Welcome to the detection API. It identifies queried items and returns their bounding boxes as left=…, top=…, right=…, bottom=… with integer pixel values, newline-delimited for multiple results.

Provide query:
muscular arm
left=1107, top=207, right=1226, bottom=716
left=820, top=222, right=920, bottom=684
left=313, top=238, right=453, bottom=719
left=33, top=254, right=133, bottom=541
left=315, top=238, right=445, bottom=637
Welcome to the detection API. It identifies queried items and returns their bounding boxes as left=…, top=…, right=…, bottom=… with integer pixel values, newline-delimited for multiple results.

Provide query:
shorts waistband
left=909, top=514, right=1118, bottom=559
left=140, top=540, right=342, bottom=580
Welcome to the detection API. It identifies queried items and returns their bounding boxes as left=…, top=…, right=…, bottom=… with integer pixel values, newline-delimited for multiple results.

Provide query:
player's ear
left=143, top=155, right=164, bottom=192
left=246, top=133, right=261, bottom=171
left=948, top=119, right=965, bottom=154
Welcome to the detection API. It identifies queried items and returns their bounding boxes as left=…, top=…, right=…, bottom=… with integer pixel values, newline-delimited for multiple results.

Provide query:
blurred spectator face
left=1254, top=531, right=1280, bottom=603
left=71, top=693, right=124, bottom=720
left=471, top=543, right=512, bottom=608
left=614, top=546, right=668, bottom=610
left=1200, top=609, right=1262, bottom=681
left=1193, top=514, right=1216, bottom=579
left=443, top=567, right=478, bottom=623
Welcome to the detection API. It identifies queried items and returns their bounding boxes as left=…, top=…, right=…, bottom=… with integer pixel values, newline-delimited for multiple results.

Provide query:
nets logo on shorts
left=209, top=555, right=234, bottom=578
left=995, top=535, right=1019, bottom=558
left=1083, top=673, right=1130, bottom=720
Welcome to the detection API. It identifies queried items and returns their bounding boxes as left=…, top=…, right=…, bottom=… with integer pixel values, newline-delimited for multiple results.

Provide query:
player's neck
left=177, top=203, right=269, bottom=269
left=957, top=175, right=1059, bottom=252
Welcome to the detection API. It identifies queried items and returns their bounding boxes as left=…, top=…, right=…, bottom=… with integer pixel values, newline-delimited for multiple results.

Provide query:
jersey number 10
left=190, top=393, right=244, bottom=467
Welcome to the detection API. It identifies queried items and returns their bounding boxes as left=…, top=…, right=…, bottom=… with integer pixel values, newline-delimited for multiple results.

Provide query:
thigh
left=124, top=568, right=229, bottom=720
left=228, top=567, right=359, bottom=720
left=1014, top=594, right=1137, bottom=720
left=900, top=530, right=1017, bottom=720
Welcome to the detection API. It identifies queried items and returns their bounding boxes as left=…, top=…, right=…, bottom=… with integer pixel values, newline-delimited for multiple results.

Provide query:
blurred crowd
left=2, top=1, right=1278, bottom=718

*WHAT TO WORK ON*.
Write out every record exactly as it appears above.

*SOLUTION FOR THIS TASK*.
Welcome to the detection API. It identifies queried items and returns their bounding boxes as left=…, top=…, right=…, bottom=… with integer pixel values, newline-delimited for multiple results.

Provide query:
muscular arm
left=1107, top=207, right=1226, bottom=716
left=820, top=222, right=920, bottom=684
left=313, top=238, right=453, bottom=719
left=33, top=254, right=133, bottom=541
left=315, top=238, right=445, bottom=637
Welcome to the detection API. It identifies queried items and returns their bounding boxes as left=…, top=…, right=…, bottom=… with integer pixel values, newline-delimited for multiple results.

Provide query:
shorts waistband
left=909, top=514, right=1118, bottom=559
left=140, top=540, right=342, bottom=580
Welcome to the detection API. It identifies queried items and returns their bounding boxes as left=…, top=…, right=…, bottom=… with integer pixel values, newline-delimited for multiple results.

Provide query:
player's ear
left=143, top=155, right=164, bottom=192
left=246, top=133, right=261, bottom=171
left=948, top=119, right=965, bottom=154
Welcome to the detection API. It identifies queried items and returns their bounding boxes as left=…, top=…, right=…, bottom=… with integer pixel values, newline-delimited for multiple results.

Provide query:
blurred spectator face
left=1254, top=531, right=1280, bottom=603
left=71, top=693, right=124, bottom=720
left=471, top=543, right=512, bottom=608
left=614, top=546, right=668, bottom=610
left=1200, top=609, right=1262, bottom=681
left=1193, top=514, right=1216, bottom=579
left=443, top=567, right=478, bottom=623
Welcome to the detection API. It identifies queried items and returns their bounding boxes as left=…, top=…, right=…, bottom=… with integer pixel values, newline-delimited for multiple results.

Provide query:
nets logo on shorts
left=209, top=555, right=234, bottom=578
left=995, top=535, right=1019, bottom=558
left=1083, top=673, right=1130, bottom=720
Welcome to the detection API. It identifies queried items and returns their bounding boxes as left=…, top=…, right=…, bottom=… with integer pixel values, newline-delimited for multiple results.

Provide query:
player's neck
left=177, top=203, right=269, bottom=269
left=957, top=175, right=1059, bottom=252
Welcome to the detection API. It identifies queried items and returns their bounding boxes as left=…, top=…, right=…, bottom=… with integer pixel values, newline-delimited for multiple results.

Provide query:
jersey number 10
left=190, top=393, right=244, bottom=467
Welcome to the detection API. It identifies queried items and returns their bounding boxes as left=…, top=…, right=…, bottom=… with integer pixel values, newline-delimited for multiple results.

Provide query:
thigh
left=124, top=568, right=229, bottom=720
left=228, top=567, right=359, bottom=720
left=1014, top=594, right=1137, bottom=720
left=900, top=530, right=1017, bottom=720
Welcome to the detection API. It identifies queried items and returns their bounding boxes as left=…, top=…, right=…, bottom=… with integer pixel values, newline-delimited for multiple results.

Provide query:
blurred crowd
left=2, top=1, right=1278, bottom=718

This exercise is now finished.